__WHAT TO DO__.
Output only the lines below that start at the line containing "Target: potted plant" and end at the line containing "# test: mark the dark", with both ends kept.

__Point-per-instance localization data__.
*** Begin section ***

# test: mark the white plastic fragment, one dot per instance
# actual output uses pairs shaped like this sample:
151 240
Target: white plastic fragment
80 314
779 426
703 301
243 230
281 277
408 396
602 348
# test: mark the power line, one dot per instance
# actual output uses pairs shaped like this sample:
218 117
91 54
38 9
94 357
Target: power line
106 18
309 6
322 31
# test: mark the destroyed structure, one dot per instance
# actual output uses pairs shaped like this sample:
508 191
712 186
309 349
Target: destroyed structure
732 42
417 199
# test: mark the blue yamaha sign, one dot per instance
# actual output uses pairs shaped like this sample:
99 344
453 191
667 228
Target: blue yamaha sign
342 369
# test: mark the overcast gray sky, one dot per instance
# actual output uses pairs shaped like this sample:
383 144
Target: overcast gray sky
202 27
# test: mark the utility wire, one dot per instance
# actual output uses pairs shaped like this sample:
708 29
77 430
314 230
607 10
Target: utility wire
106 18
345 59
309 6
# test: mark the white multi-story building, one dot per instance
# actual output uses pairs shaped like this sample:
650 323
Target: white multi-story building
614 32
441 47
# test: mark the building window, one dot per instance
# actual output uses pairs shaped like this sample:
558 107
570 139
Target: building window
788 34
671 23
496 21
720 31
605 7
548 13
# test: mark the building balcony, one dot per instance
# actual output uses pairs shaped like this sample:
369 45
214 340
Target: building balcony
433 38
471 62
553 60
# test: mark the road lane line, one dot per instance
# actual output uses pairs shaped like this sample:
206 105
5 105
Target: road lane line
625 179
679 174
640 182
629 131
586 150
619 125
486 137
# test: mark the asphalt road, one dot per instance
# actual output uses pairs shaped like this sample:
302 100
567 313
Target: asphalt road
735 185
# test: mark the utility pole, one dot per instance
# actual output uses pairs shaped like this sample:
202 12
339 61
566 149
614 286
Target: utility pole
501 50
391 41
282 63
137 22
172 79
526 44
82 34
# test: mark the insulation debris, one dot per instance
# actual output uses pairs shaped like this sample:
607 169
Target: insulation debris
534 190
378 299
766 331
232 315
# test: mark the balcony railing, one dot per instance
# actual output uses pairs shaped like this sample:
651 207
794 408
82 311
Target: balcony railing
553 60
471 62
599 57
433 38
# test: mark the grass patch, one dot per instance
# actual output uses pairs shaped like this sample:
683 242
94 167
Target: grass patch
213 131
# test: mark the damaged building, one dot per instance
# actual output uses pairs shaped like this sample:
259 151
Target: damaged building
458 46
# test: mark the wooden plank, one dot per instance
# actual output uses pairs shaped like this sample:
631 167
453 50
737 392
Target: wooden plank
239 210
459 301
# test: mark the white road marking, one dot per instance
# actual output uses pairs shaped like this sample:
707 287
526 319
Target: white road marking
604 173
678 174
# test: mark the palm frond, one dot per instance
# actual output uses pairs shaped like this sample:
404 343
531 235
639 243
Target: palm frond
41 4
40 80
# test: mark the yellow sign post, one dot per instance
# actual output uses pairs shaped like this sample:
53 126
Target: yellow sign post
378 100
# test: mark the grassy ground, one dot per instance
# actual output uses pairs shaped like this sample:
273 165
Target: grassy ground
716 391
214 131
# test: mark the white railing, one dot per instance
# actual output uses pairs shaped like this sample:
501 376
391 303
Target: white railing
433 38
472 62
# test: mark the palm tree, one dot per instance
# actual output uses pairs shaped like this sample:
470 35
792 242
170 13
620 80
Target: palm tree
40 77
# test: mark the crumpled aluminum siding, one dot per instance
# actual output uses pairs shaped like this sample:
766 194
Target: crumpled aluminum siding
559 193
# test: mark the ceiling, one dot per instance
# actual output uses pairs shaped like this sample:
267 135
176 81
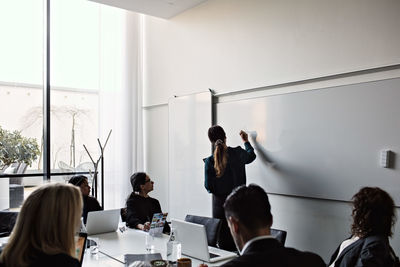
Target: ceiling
158 8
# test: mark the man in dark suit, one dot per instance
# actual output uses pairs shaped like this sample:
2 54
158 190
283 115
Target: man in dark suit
249 217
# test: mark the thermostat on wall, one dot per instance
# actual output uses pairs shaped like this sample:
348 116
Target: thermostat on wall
385 158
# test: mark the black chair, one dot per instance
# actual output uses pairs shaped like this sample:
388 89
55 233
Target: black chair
7 222
212 225
280 235
123 214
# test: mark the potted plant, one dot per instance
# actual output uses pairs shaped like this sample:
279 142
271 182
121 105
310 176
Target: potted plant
16 149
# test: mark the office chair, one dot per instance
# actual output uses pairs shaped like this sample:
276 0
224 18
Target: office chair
123 214
280 235
212 225
7 222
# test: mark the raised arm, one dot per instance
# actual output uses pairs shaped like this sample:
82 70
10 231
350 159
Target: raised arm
248 154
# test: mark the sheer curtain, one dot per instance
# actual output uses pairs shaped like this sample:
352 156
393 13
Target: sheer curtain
120 101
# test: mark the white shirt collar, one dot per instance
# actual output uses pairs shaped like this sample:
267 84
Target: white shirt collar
254 240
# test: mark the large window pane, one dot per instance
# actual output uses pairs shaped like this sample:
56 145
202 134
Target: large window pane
21 93
75 84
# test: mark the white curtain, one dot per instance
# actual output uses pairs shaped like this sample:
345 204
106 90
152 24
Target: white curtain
120 102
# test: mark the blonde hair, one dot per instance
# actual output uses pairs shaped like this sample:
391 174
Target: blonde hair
47 223
217 136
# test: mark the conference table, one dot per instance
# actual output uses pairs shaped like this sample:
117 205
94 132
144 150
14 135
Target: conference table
113 246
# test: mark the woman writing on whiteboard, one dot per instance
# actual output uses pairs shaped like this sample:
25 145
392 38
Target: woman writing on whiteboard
224 171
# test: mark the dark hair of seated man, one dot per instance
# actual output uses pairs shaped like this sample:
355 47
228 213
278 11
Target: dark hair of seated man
248 212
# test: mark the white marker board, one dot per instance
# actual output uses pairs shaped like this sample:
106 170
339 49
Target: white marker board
189 120
325 143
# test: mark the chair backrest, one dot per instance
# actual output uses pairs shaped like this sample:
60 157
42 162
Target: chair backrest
7 222
213 226
280 235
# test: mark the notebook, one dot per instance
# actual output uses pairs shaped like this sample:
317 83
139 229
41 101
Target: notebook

*** End section ***

__WRITTEN REPLY__.
Target: potted plant
16 149
# test: mark the office chair, one dot per instance
# actual output uses pairs shaped like this sample:
276 0
224 18
Target: office chair
123 214
280 235
212 225
7 222
# test: mark the raised arm, one dot per instance
# actual output uses pairs shaped like this sample:
82 70
10 231
350 159
Target: raised arm
248 154
# test: mark the sheer curtain, one dot per instance
# actual output uses pairs shaped like this sample:
352 156
393 13
Target: sheer curtain
120 101
# test: mark the white shirt collar, one dot per instance
# actual output uses pairs shaped like this sample:
267 84
Target: white shirt collar
254 240
# test: mark the large window pane, one dot per instance
# actual output uses pairs shaped like this sample:
56 145
202 134
Target: large window pane
21 93
75 84
# test: mark the white curtain, one dot per instance
# actual output uses pairs shaped like this sample:
345 204
106 90
152 24
Target: white curtain
120 102
# test: mark the blonde hair, one dot per instance
# actual output uses pairs shaped like this sample:
391 174
Target: blonde hair
47 223
217 136
# test: mark the conference table, one dot per instance
# actual output uses pairs shaped like this sample:
117 205
94 132
144 150
14 135
Target: conference table
113 246
# test: mark the woman writing on whiteboard, one dot per instance
# actual output uses pairs shaped like this sample:
25 145
392 38
Target: woman writing on whiteboard
224 171
# test: mark the dark hair of seated man, one dot per instance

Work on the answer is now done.